[Records from a data collection]
○ ○ ○

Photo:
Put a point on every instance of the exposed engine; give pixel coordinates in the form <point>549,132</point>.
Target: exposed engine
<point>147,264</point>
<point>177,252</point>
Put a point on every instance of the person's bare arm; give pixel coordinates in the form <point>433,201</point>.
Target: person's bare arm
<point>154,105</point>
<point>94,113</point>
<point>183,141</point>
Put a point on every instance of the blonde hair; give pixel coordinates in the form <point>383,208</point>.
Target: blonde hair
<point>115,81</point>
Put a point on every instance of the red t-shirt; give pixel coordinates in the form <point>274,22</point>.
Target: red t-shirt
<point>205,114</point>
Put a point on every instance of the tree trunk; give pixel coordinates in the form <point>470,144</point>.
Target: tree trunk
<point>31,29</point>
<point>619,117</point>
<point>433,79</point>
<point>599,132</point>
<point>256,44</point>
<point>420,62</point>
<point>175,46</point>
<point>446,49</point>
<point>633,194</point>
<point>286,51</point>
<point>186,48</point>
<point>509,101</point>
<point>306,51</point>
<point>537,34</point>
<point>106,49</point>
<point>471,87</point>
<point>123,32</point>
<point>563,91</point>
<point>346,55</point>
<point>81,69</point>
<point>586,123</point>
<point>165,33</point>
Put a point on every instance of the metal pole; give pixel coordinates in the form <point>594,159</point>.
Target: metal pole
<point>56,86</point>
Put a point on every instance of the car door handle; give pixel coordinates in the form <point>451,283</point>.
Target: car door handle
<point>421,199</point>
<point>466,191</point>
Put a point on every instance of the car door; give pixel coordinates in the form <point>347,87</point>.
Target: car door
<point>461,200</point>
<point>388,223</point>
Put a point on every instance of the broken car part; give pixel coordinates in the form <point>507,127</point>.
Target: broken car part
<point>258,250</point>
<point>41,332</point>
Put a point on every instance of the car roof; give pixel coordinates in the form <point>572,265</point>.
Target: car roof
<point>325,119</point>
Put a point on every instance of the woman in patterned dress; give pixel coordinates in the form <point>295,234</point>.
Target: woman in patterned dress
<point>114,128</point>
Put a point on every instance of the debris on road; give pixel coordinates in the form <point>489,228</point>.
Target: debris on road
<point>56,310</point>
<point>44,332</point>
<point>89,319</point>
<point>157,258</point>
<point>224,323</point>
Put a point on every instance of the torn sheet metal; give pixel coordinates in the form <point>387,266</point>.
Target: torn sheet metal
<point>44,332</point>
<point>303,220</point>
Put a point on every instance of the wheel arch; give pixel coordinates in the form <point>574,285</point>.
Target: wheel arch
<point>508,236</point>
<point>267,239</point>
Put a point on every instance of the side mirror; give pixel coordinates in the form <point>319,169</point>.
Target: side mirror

○ ○ ○

### WHAT YOU WILL DO
Beginning at the line above that contains "Target: blonde hair", return each line exactly through the line that contains "Put a point on every instance of the metal", and no others.

### OUTPUT BELOW
Target: blonde hair
<point>115,81</point>
Put a point on every instance of the red t-shirt; give pixel coordinates in the form <point>274,22</point>.
Target: red t-shirt
<point>205,114</point>
Put a point on every instance of the tree trunk; give pixel coordinates in the form <point>470,144</point>.
Target: tree trunk
<point>31,29</point>
<point>619,117</point>
<point>433,79</point>
<point>599,132</point>
<point>256,44</point>
<point>420,62</point>
<point>175,46</point>
<point>446,49</point>
<point>633,194</point>
<point>286,51</point>
<point>186,48</point>
<point>509,101</point>
<point>306,51</point>
<point>537,34</point>
<point>106,49</point>
<point>471,87</point>
<point>123,32</point>
<point>563,91</point>
<point>346,55</point>
<point>81,69</point>
<point>586,123</point>
<point>165,33</point>
Put a point on every instance of the metal pole; give pixel coordinates in the form <point>594,159</point>.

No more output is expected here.